Point annotations for photos:
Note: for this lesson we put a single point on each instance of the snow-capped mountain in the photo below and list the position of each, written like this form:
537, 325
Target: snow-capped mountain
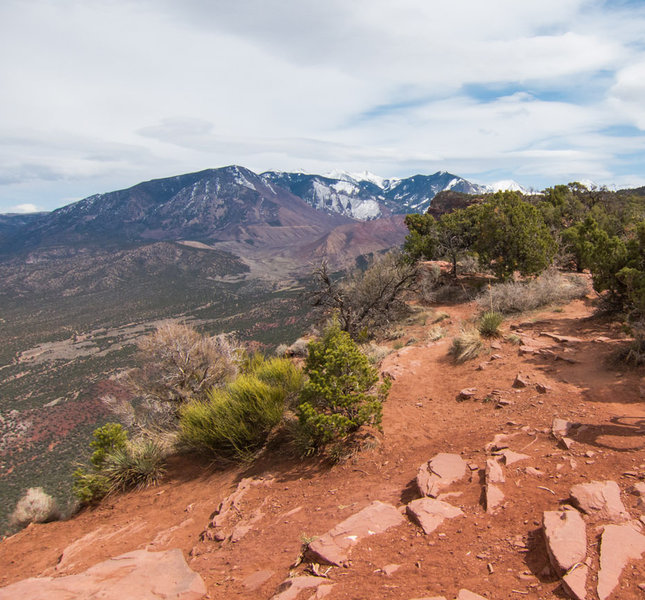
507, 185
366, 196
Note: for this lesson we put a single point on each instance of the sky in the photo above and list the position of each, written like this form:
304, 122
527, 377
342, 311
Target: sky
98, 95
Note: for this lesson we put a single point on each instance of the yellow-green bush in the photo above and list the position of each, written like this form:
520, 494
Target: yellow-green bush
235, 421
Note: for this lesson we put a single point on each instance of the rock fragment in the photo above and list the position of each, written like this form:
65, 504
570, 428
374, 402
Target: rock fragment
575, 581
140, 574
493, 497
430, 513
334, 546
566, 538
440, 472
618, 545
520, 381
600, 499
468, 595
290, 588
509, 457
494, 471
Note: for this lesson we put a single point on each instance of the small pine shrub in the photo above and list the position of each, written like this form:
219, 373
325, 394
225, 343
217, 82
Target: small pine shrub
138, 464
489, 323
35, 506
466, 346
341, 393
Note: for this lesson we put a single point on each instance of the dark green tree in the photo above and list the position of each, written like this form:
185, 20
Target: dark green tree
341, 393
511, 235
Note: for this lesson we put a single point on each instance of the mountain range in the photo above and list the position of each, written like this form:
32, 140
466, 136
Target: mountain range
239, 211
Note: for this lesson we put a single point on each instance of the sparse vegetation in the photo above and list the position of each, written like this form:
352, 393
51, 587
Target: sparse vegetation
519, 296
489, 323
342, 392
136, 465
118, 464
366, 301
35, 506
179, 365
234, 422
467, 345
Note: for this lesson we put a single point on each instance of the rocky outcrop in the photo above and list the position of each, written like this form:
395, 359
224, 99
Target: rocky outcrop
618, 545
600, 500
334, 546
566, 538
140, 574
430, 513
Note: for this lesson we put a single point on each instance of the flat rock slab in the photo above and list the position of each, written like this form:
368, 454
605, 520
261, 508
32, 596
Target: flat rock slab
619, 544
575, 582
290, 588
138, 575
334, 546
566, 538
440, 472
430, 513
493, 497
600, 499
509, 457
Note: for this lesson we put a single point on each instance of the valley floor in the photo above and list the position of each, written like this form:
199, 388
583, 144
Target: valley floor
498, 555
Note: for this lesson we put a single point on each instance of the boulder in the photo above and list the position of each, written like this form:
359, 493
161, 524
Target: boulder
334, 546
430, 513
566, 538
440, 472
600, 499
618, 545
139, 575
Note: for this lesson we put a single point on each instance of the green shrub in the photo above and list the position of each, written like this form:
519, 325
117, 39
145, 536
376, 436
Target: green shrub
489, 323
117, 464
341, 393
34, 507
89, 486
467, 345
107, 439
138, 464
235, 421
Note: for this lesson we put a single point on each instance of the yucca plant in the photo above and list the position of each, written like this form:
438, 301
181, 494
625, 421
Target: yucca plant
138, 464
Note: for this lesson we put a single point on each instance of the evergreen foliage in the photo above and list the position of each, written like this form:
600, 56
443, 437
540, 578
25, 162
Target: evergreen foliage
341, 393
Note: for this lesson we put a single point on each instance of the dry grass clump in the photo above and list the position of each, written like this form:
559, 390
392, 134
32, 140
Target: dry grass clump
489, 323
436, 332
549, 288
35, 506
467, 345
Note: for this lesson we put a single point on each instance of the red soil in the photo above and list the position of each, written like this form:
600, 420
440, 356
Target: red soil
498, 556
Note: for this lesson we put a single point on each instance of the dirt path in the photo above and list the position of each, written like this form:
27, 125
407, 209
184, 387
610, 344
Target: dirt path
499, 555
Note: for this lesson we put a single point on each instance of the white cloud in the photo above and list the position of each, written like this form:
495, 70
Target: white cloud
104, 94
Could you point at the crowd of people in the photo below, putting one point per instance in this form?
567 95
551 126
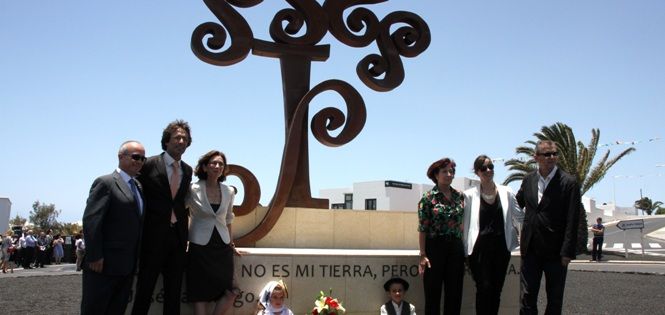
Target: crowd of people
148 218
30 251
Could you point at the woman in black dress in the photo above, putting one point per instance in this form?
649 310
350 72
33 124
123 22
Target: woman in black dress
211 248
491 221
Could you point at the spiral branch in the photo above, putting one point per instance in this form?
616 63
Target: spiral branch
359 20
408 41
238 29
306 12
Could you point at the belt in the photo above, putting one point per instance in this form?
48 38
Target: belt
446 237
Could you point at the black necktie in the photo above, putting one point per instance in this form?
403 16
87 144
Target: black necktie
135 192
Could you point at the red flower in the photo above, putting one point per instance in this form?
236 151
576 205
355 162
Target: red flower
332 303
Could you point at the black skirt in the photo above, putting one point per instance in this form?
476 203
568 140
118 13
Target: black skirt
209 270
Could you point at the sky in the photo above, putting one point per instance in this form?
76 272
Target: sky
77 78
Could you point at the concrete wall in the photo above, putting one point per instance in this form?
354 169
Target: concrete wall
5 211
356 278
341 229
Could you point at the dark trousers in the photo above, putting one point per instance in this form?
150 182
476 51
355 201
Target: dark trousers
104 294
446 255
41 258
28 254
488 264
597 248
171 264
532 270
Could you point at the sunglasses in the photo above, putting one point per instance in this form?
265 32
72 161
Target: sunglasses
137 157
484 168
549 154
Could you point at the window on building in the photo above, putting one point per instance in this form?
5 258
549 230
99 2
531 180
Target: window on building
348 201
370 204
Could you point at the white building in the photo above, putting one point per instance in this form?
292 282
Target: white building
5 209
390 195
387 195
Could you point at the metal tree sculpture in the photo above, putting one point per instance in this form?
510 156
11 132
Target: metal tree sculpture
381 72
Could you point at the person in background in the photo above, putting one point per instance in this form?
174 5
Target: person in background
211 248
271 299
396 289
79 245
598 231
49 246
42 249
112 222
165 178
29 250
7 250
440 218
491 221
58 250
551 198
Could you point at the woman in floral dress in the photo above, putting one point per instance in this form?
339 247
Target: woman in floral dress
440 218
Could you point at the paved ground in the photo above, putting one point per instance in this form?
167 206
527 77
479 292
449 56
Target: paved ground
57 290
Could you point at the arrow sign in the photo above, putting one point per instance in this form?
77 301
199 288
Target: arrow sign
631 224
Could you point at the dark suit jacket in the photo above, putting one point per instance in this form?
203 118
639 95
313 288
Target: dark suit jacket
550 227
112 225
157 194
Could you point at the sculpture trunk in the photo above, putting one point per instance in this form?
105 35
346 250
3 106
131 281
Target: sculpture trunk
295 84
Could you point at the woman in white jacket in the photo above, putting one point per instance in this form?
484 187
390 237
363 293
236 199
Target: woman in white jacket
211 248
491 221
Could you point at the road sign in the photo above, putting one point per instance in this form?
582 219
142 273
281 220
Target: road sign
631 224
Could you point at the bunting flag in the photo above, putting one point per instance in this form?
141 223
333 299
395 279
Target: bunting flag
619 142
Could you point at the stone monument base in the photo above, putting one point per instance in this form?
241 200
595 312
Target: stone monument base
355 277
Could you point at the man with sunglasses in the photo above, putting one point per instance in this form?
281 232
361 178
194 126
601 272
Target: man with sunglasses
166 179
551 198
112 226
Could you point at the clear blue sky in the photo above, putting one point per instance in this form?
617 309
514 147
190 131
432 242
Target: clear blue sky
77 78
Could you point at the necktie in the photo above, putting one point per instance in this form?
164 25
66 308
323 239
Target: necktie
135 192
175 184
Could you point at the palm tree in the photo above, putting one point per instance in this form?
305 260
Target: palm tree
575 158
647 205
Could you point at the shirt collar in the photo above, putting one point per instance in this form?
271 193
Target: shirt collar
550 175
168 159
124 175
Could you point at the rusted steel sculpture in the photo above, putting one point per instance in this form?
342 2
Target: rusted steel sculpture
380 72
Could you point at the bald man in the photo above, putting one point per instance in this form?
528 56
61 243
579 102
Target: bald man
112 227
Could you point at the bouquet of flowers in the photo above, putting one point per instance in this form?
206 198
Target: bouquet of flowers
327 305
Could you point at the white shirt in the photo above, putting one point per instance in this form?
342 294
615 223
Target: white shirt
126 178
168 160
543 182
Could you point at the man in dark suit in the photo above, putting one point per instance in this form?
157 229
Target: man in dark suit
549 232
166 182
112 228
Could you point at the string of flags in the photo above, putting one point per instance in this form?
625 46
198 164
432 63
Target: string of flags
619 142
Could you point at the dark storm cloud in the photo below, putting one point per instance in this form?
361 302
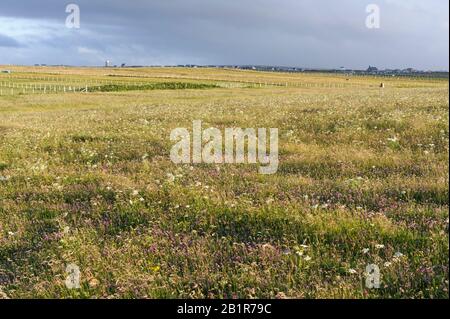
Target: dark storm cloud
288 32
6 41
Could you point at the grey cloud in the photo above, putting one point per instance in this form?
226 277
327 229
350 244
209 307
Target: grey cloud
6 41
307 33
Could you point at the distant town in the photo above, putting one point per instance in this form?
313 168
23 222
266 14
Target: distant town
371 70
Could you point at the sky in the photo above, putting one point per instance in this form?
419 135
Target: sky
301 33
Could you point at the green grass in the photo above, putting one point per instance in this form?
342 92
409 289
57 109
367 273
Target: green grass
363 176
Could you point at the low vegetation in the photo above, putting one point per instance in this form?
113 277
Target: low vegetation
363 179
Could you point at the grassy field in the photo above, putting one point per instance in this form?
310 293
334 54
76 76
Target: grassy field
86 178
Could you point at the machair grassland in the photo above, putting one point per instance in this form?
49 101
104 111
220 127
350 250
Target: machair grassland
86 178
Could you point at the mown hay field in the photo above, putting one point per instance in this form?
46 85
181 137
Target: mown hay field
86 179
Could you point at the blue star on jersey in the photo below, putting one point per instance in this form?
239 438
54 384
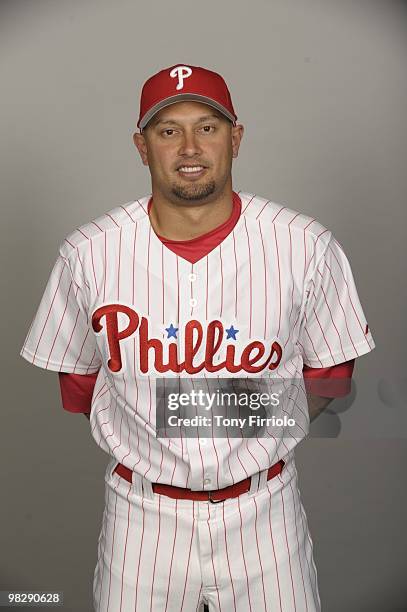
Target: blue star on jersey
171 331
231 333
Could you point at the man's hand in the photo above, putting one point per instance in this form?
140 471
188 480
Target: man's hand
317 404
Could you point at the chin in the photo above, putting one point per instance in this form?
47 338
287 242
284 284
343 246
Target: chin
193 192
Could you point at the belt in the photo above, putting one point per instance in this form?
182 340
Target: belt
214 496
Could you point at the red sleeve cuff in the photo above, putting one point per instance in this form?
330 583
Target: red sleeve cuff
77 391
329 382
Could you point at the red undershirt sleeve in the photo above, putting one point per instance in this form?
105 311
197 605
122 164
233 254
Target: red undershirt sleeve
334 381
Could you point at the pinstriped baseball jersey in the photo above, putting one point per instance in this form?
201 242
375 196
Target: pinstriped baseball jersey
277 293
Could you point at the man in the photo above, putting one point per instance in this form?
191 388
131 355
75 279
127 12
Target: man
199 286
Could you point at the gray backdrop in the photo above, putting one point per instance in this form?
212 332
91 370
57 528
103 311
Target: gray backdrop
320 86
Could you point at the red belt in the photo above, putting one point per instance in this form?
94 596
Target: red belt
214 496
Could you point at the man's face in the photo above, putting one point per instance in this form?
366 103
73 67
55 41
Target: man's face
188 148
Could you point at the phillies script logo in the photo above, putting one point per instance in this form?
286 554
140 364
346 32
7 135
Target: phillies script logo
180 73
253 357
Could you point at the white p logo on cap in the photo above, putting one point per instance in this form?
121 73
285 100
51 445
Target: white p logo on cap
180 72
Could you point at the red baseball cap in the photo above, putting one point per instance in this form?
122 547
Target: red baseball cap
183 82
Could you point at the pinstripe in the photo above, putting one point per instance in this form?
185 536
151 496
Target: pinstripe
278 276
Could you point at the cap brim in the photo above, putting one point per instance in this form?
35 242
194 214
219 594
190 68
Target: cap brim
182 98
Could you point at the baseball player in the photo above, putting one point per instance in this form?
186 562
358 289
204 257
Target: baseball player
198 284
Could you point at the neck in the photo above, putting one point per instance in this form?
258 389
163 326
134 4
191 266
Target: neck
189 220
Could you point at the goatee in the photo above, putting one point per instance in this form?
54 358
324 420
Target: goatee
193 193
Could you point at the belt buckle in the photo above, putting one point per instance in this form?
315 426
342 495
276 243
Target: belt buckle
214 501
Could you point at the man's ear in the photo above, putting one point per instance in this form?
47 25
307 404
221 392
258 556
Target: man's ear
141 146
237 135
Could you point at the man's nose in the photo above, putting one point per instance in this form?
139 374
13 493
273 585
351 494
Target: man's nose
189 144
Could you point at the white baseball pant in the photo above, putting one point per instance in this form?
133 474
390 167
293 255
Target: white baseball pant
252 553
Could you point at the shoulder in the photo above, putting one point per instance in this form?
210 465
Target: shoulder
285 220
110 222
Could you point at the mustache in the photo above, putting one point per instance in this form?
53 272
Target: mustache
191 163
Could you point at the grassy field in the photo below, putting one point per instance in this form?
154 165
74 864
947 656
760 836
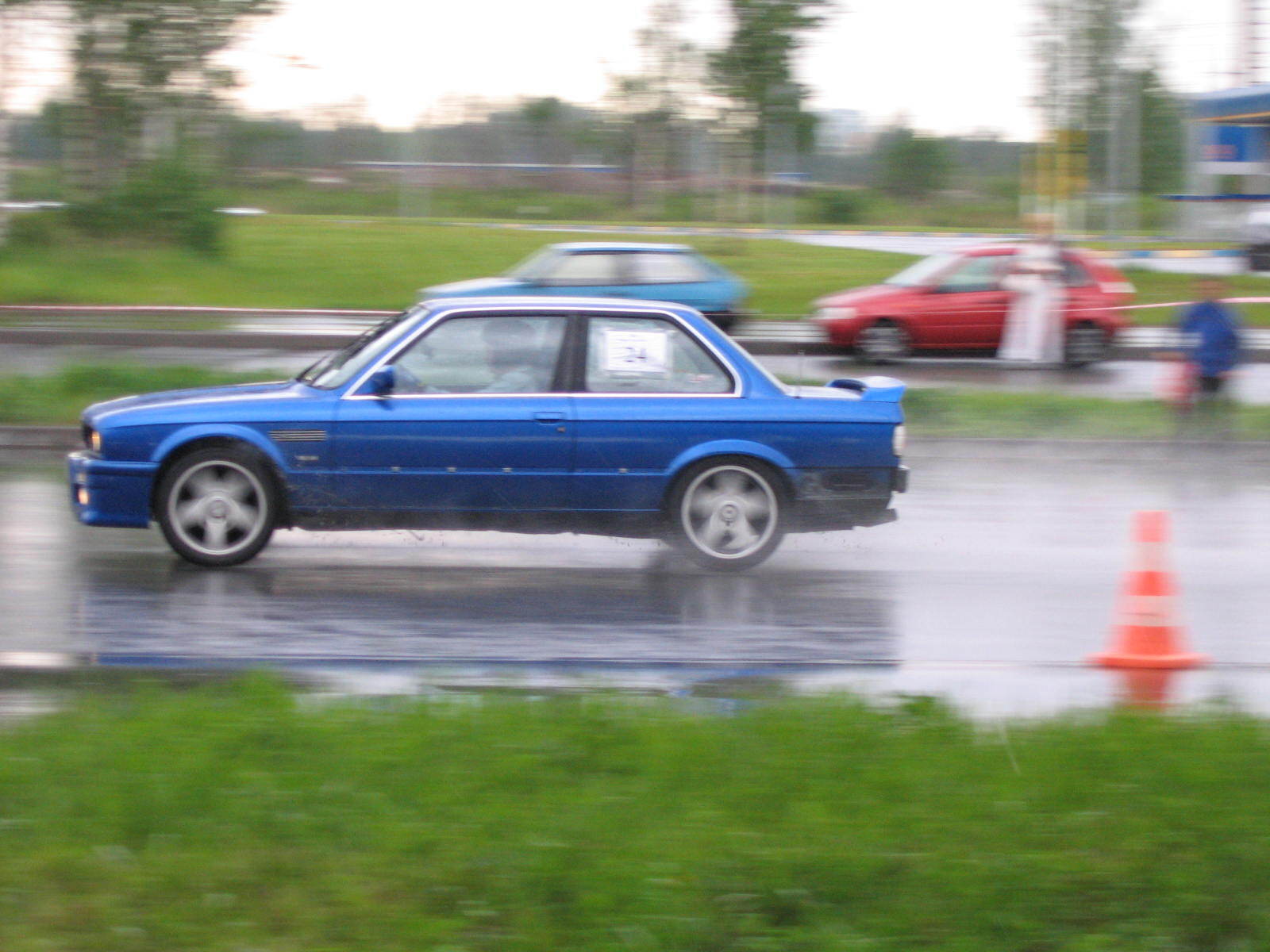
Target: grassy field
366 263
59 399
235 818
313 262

Request: Reproduce nothing but the lines that run from the line containing "Could you point at the pinstripe in" through the last line of the records, inclusive. Omit the pictures.

Exercise response:
Could you point at the pinstripe in the photo above, putting one point per instance in this form?
185 536
151 496
Target: pinstripe
278 276
Could you point at the cap brim in the photo above, putting one point per instance in this form?
35 242
194 214
219 594
190 68
Target: cap brim
182 98
Could you point at the baseball player in the photo above, putting one point per instance in this form?
186 562
358 289
204 257
Target: baseball player
198 284
Could you point at the neck in the photo above, putting one point per instance in this form?
258 389
163 326
134 4
191 266
Target: neck
189 220
Could you point at the goatee in the photo above, putting one point per instance in this form?
54 358
324 420
Target: goatee
193 193
Could you point at the belt buckle in the photo above, putting one point per instance in this form?
315 426
342 495
276 243
Target: belt buckle
214 501
Could you point at the man's ear in the photo above, putting one point per instance in this form?
47 25
307 404
221 392
258 556
Target: man's ear
141 146
237 135
Could you point at the man's nose in the photo above, putting one point per instance in this form?
139 374
13 493
273 585
351 494
Target: man's nose
189 144
Could you point at the white baseball pant in the photo above, putting one point per instance in this form?
133 474
390 167
293 255
Target: white baseball pant
252 553
Could you point at the shoulder in the photo above, putting one point per instance in this form?
210 465
Target: shoulder
285 220
110 222
Could you point at the mustache in the photo above, putting one point per instance in this form?
53 272
Target: mustache
191 163
Could you point at the grassy field in the photo below, putting one point per instance in this form?
154 165
74 864
947 656
760 836
Target: grassy field
366 263
59 399
235 818
313 262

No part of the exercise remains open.